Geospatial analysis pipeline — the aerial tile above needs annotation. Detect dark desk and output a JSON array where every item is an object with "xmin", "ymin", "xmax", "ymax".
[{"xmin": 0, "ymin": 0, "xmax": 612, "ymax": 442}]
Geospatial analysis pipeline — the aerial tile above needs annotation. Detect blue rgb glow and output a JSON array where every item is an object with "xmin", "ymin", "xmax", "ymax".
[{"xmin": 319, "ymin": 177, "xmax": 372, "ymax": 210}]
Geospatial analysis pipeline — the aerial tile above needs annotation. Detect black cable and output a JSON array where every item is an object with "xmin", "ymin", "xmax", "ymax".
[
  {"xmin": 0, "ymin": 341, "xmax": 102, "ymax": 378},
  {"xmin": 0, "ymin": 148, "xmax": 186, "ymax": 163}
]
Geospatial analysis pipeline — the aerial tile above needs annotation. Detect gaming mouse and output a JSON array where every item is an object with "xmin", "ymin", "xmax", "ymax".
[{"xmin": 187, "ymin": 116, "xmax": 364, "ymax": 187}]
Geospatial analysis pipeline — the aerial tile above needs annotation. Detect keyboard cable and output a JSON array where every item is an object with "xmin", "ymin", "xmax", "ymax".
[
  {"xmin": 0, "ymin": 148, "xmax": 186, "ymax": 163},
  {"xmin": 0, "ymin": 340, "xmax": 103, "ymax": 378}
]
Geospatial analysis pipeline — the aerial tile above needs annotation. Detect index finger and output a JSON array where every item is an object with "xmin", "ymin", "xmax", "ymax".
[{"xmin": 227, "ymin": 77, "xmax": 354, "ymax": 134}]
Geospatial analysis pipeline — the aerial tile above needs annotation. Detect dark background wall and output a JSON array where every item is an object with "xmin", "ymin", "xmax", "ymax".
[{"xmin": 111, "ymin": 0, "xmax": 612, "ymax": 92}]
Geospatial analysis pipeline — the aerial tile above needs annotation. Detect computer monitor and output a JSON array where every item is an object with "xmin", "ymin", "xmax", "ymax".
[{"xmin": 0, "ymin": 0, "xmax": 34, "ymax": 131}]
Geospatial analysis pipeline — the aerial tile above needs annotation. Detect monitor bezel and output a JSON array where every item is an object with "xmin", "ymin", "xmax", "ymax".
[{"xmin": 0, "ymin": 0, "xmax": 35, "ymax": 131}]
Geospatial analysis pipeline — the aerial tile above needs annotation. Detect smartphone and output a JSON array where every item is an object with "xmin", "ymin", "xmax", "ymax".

> _WHAT YOU WILL DO_: Add 52 to every bounding-box coordinate in the answers, working only on the stretch of material from the line containing "annotation. Detect index" through the end. Write that whole stretch out again, with the requests included.

> _OUTPUT FOR THIS EXERCISE_:
Geospatial analysis pipeline — the aerial tile above needs annotation. Detect index finger and output a JSON array where every item is an object with "xmin", "ymin", "xmax", "ymax".
[{"xmin": 279, "ymin": 129, "xmax": 406, "ymax": 186}]
Geospatial analysis pipeline — the aerial tile above needs annotation. Detect dark background wall and output a JSON array where every item is an object with "xmin", "ymin", "xmax", "ymax".
[{"xmin": 163, "ymin": 52, "xmax": 664, "ymax": 144}]
Geospatial analysis pipeline — the aerial tile above needs annotation. Detect computer monitor and output a JSON array where every item is an object with "xmin", "ymin", "xmax", "ymax".
[{"xmin": 52, "ymin": 52, "xmax": 86, "ymax": 183}]
Geospatial analysis pipeline — the aerial tile above needs annotation. Detect monitor bezel and output a JSON array where every item is an object with "xmin", "ymin", "xmax", "ymax".
[{"xmin": 52, "ymin": 52, "xmax": 87, "ymax": 183}]
Geospatial analysis pipeline — the aerial tile above needs annotation. Detect smartphone and output a JSON array where every item is an object with "xmin", "ymin", "xmax", "ymax".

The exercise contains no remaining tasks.